## Records for processing
'''
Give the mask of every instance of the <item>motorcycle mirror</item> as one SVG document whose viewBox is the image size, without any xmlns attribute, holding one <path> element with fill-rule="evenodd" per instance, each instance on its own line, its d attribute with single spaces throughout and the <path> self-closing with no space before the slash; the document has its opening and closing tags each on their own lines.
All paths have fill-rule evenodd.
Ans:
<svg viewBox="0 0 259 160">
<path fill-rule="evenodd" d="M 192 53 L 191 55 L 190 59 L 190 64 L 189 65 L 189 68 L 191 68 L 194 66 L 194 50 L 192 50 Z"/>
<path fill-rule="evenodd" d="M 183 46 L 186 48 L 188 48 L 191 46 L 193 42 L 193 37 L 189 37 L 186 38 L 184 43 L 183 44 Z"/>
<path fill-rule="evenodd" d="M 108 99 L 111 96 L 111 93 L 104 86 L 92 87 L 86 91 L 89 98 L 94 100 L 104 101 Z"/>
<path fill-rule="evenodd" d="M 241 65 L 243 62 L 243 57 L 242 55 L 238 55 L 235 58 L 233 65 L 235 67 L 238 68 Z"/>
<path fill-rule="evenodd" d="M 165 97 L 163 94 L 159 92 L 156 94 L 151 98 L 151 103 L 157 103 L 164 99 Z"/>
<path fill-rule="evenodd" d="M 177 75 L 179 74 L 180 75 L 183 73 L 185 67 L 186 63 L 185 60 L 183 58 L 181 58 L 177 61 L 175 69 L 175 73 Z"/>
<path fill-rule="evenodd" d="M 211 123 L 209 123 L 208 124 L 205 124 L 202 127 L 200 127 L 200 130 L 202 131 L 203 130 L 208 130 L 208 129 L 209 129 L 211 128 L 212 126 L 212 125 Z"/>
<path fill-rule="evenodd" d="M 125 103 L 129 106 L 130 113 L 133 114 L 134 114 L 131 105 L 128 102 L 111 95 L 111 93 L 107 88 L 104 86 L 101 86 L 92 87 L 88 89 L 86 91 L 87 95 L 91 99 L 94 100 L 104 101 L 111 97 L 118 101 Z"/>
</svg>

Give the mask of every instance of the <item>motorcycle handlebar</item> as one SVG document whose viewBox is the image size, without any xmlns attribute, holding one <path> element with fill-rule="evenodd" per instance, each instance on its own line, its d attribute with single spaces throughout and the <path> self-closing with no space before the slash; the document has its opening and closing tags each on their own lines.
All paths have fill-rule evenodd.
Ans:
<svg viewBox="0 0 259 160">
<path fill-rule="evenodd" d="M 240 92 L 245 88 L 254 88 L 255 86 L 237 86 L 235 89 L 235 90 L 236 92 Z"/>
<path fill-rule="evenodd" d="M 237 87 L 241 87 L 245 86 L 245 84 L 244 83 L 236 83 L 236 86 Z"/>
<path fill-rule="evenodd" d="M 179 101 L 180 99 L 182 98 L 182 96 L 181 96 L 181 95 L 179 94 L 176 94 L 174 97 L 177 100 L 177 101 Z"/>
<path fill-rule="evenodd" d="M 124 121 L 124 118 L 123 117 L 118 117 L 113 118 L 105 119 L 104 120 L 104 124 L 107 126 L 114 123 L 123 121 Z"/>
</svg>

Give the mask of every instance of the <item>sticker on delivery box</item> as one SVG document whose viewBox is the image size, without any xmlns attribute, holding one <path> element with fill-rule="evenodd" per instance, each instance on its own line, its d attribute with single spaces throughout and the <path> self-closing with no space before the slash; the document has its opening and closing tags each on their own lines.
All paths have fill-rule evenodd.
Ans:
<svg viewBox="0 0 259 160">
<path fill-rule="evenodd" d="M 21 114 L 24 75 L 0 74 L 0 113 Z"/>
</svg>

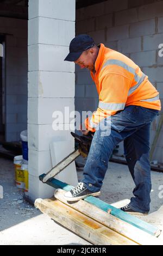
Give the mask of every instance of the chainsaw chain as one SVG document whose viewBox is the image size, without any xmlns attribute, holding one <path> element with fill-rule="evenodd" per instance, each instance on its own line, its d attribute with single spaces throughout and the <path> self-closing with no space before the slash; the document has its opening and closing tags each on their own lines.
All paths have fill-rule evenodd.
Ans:
<svg viewBox="0 0 163 256">
<path fill-rule="evenodd" d="M 61 160 L 60 162 L 59 162 L 59 163 L 58 163 L 55 166 L 54 166 L 54 167 L 52 167 L 52 169 L 51 169 L 50 170 L 49 170 L 46 174 L 46 175 L 45 176 L 45 177 L 46 177 L 46 175 L 47 175 L 54 168 L 56 168 L 57 167 L 59 164 L 60 164 L 62 162 L 64 162 L 66 159 L 67 159 L 67 158 L 69 157 L 69 156 L 71 156 L 71 155 L 73 155 L 75 152 L 76 152 L 77 150 L 78 150 L 78 149 L 76 149 L 75 150 L 74 150 L 73 152 L 72 152 L 71 154 L 70 154 L 70 155 L 68 155 L 68 156 L 66 156 L 66 157 L 65 157 L 62 160 Z M 69 164 L 68 164 L 69 165 Z M 45 178 L 44 177 L 44 178 Z"/>
</svg>

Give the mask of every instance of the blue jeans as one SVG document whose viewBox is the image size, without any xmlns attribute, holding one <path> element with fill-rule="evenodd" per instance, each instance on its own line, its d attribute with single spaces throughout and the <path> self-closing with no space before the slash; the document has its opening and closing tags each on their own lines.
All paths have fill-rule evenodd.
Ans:
<svg viewBox="0 0 163 256">
<path fill-rule="evenodd" d="M 108 162 L 115 147 L 124 141 L 124 154 L 135 187 L 130 207 L 140 212 L 149 211 L 151 191 L 149 130 L 158 115 L 157 110 L 129 106 L 115 115 L 103 119 L 94 135 L 84 168 L 84 179 L 91 192 L 99 191 Z M 104 127 L 109 127 L 104 130 Z"/>
</svg>

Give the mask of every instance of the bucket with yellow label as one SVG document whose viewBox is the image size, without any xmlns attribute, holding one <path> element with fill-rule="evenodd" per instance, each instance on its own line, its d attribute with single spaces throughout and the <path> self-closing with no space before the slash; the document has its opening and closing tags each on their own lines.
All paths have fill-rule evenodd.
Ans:
<svg viewBox="0 0 163 256">
<path fill-rule="evenodd" d="M 18 188 L 24 189 L 24 173 L 23 171 L 21 170 L 22 161 L 22 156 L 15 156 L 14 159 L 14 164 L 15 167 L 16 185 Z"/>
</svg>

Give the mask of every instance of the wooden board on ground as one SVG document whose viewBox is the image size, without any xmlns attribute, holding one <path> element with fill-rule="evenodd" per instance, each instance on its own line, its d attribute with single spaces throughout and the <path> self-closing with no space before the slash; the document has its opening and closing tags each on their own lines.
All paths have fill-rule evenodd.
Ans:
<svg viewBox="0 0 163 256">
<path fill-rule="evenodd" d="M 42 174 L 39 176 L 40 180 L 42 181 L 43 177 L 45 174 Z M 52 178 L 49 180 L 48 180 L 46 182 L 46 184 L 49 186 L 52 186 L 55 188 L 61 188 L 65 191 L 69 191 L 74 187 L 71 186 L 66 183 L 62 182 L 56 179 Z M 104 212 L 108 212 L 108 210 L 111 209 L 111 215 L 118 218 L 120 220 L 122 220 L 129 224 L 133 225 L 134 227 L 135 227 L 142 230 L 146 231 L 150 235 L 158 236 L 161 233 L 161 230 L 160 230 L 158 228 L 154 227 L 153 225 L 151 225 L 145 221 L 143 221 L 138 218 L 135 217 L 134 216 L 129 215 L 127 212 L 124 212 L 121 210 L 114 207 L 113 206 L 105 203 L 102 200 L 96 198 L 95 197 L 92 197 L 91 196 L 84 198 L 84 201 L 91 204 L 92 205 L 95 205 L 97 208 L 101 209 Z"/>
<path fill-rule="evenodd" d="M 58 200 L 66 205 L 140 245 L 155 245 L 160 244 L 160 241 L 155 236 L 102 211 L 84 200 L 79 200 L 76 202 L 67 202 L 64 196 L 65 193 L 65 191 L 58 188 L 55 191 L 54 196 Z"/>
<path fill-rule="evenodd" d="M 93 245 L 137 245 L 55 198 L 37 199 L 35 205 L 43 213 Z"/>
</svg>

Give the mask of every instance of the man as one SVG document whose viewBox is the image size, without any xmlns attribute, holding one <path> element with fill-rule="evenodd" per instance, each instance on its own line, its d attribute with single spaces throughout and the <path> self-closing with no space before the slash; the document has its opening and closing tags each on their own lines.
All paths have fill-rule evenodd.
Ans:
<svg viewBox="0 0 163 256">
<path fill-rule="evenodd" d="M 159 93 L 131 59 L 103 44 L 97 46 L 88 35 L 72 40 L 65 60 L 90 70 L 99 100 L 98 108 L 85 120 L 83 131 L 84 135 L 96 131 L 84 179 L 65 194 L 65 198 L 74 201 L 99 194 L 112 150 L 124 141 L 135 188 L 129 204 L 121 209 L 135 215 L 148 214 L 152 187 L 149 129 L 161 109 Z"/>
</svg>

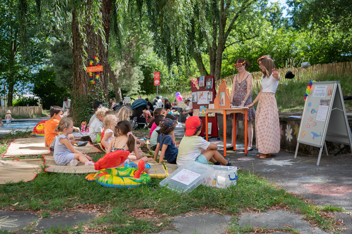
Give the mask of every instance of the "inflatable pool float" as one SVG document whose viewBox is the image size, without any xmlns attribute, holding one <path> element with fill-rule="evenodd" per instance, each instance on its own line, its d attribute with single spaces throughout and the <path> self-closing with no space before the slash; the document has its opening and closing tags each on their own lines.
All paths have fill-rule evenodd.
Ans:
<svg viewBox="0 0 352 234">
<path fill-rule="evenodd" d="M 130 188 L 148 183 L 151 179 L 143 171 L 146 168 L 144 161 L 140 161 L 138 168 L 132 167 L 133 164 L 136 165 L 135 163 L 124 164 L 129 154 L 127 150 L 117 150 L 106 154 L 94 165 L 95 169 L 99 171 L 90 174 L 85 179 L 95 180 L 101 185 L 110 188 Z"/>
<path fill-rule="evenodd" d="M 44 125 L 47 121 L 48 121 L 44 120 L 38 123 L 38 124 L 35 126 L 34 128 L 33 128 L 33 132 L 31 134 L 33 135 L 35 135 L 37 137 L 44 137 Z"/>
</svg>

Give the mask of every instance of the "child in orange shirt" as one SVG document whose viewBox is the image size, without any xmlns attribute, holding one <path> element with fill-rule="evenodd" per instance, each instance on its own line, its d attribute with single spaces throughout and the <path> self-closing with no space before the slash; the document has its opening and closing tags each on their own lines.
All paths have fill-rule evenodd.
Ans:
<svg viewBox="0 0 352 234">
<path fill-rule="evenodd" d="M 44 124 L 44 144 L 46 147 L 52 146 L 51 148 L 54 148 L 53 143 L 53 145 L 51 146 L 51 143 L 55 137 L 60 135 L 59 133 L 55 132 L 55 129 L 59 125 L 59 122 L 63 118 L 63 111 L 61 107 L 57 105 L 50 107 L 50 119 Z M 79 130 L 79 129 L 74 127 L 73 129 L 77 131 Z M 77 143 L 78 144 L 80 142 L 73 140 L 74 137 L 72 134 L 69 134 L 68 137 L 72 144 Z"/>
</svg>

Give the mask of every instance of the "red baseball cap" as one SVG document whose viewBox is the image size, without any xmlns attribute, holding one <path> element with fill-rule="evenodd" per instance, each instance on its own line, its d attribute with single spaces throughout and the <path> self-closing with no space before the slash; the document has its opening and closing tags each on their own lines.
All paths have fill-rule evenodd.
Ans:
<svg viewBox="0 0 352 234">
<path fill-rule="evenodd" d="M 198 116 L 191 116 L 186 121 L 186 133 L 185 136 L 193 136 L 196 133 L 197 127 L 201 125 L 201 120 Z"/>
</svg>

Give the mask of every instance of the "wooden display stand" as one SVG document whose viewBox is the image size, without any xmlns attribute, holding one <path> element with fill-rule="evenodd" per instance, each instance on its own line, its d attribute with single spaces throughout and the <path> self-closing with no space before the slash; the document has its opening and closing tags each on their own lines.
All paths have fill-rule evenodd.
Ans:
<svg viewBox="0 0 352 234">
<path fill-rule="evenodd" d="M 230 95 L 229 94 L 229 89 L 226 88 L 227 87 L 226 81 L 224 80 L 219 86 L 219 95 L 216 96 L 214 99 L 215 108 L 230 108 Z"/>
<path fill-rule="evenodd" d="M 198 81 L 199 81 L 199 78 L 200 77 L 197 77 L 197 79 Z M 207 84 L 206 83 L 206 81 L 207 80 L 207 79 L 212 79 L 212 88 L 208 88 L 207 89 L 206 88 Z M 197 89 L 197 87 L 193 87 L 191 86 L 191 90 L 192 92 L 200 92 L 202 91 L 207 91 L 208 92 L 211 92 L 213 94 L 213 100 L 209 102 L 209 104 L 214 104 L 215 106 L 215 103 L 214 103 L 214 100 L 215 99 L 215 96 L 216 95 L 216 91 L 215 91 L 215 78 L 213 75 L 210 75 L 210 76 L 205 76 L 204 77 L 204 82 L 205 82 L 205 85 L 203 87 L 199 87 L 199 89 Z M 202 105 L 204 106 L 207 106 L 208 108 L 209 108 L 209 104 L 198 104 L 197 102 L 193 102 L 194 100 L 192 100 L 192 104 L 193 105 L 193 110 L 195 109 L 199 109 L 200 108 L 200 106 Z M 203 127 L 202 127 L 202 131 L 201 132 L 201 134 L 199 135 L 201 137 L 205 137 L 206 136 L 206 129 L 207 129 L 207 133 L 208 133 L 208 129 L 207 127 L 207 129 L 206 129 L 206 125 L 205 124 L 205 116 L 200 116 L 199 118 L 202 120 L 202 122 L 203 123 Z M 209 137 L 219 137 L 219 134 L 218 133 L 218 119 L 217 119 L 217 114 L 216 113 L 215 114 L 215 116 L 208 116 L 208 123 L 212 123 L 212 127 L 211 127 L 211 133 L 209 135 Z"/>
</svg>

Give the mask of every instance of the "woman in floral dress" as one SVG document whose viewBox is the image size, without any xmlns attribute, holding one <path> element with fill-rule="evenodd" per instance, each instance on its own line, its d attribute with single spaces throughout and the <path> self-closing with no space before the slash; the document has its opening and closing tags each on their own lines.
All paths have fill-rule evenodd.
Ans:
<svg viewBox="0 0 352 234">
<path fill-rule="evenodd" d="M 231 91 L 231 96 L 230 96 L 230 99 L 232 100 L 232 101 L 230 102 L 231 105 L 244 106 L 252 102 L 251 89 L 253 84 L 253 77 L 249 72 L 246 71 L 246 68 L 250 65 L 249 62 L 245 61 L 242 58 L 238 58 L 236 60 L 236 63 L 234 65 L 238 71 L 238 74 L 233 78 L 232 89 Z M 253 107 L 252 106 L 248 109 L 247 114 L 247 120 L 248 121 L 247 132 L 248 142 L 247 150 L 250 151 L 253 150 L 253 146 L 252 145 L 253 128 L 251 122 L 255 118 L 255 110 L 254 110 Z M 233 119 L 233 114 L 231 114 L 231 118 Z M 237 137 L 238 132 L 238 121 L 244 121 L 244 114 L 236 113 L 235 118 L 236 137 Z M 233 135 L 233 128 L 232 128 L 231 136 Z M 233 139 L 231 140 L 231 146 L 226 148 L 226 150 L 231 150 L 233 149 L 234 140 Z M 234 141 L 235 142 L 235 140 Z"/>
<path fill-rule="evenodd" d="M 263 75 L 260 91 L 253 102 L 246 106 L 251 107 L 256 102 L 255 141 L 259 158 L 263 159 L 280 150 L 280 129 L 275 92 L 280 76 L 279 70 L 269 56 L 257 60 Z"/>
</svg>

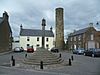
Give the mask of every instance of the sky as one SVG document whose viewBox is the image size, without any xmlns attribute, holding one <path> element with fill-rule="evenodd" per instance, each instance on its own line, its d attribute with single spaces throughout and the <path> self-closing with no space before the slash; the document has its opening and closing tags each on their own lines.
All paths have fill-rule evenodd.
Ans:
<svg viewBox="0 0 100 75">
<path fill-rule="evenodd" d="M 64 9 L 64 36 L 93 23 L 100 30 L 100 0 L 0 0 L 0 17 L 8 12 L 13 36 L 19 36 L 20 25 L 25 29 L 41 29 L 46 19 L 46 29 L 55 33 L 55 9 Z"/>
</svg>

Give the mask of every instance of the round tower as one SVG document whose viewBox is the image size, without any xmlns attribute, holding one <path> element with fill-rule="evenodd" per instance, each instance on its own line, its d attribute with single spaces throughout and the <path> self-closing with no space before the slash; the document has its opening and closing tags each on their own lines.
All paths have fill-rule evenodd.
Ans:
<svg viewBox="0 0 100 75">
<path fill-rule="evenodd" d="M 55 46 L 59 49 L 64 49 L 64 18 L 63 8 L 56 8 L 56 43 Z"/>
</svg>

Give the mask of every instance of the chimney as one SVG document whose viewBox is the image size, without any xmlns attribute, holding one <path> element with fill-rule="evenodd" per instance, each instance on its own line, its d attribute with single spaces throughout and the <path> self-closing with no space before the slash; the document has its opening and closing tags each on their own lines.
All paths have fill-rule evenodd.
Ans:
<svg viewBox="0 0 100 75">
<path fill-rule="evenodd" d="M 50 31 L 52 31 L 52 27 L 50 28 Z"/>
<path fill-rule="evenodd" d="M 93 23 L 89 23 L 89 27 L 93 27 Z"/>
<path fill-rule="evenodd" d="M 7 20 L 8 20 L 8 18 L 9 18 L 8 13 L 7 13 L 6 11 L 4 11 L 4 13 L 3 13 L 3 18 L 5 18 L 5 19 L 7 19 Z"/>
</svg>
'''
Please copy out, unchanged, the lines of the records starting at the line that contains "Give the mask of every instance of the chimney" and running through the last line of the records.

Give the mask of every instance of the chimney as one SVG document whose viewBox is the image size, without any xmlns attribute, holding one <path> element with fill-rule="evenodd" per instance, each instance on its own line, its d attribute with single spaces throughout and the <path> self-closing with no space before the slash; the document has its opening and closing tags each on their own lines.
All paths have fill-rule evenodd.
Ans:
<svg viewBox="0 0 100 75">
<path fill-rule="evenodd" d="M 50 31 L 52 31 L 52 27 L 50 28 Z"/>
<path fill-rule="evenodd" d="M 93 23 L 89 23 L 89 27 L 93 27 Z"/>
<path fill-rule="evenodd" d="M 7 20 L 8 20 L 8 18 L 9 18 L 8 13 L 7 13 L 6 11 L 4 11 L 4 13 L 3 13 L 3 18 L 5 18 L 5 19 L 7 19 Z"/>
</svg>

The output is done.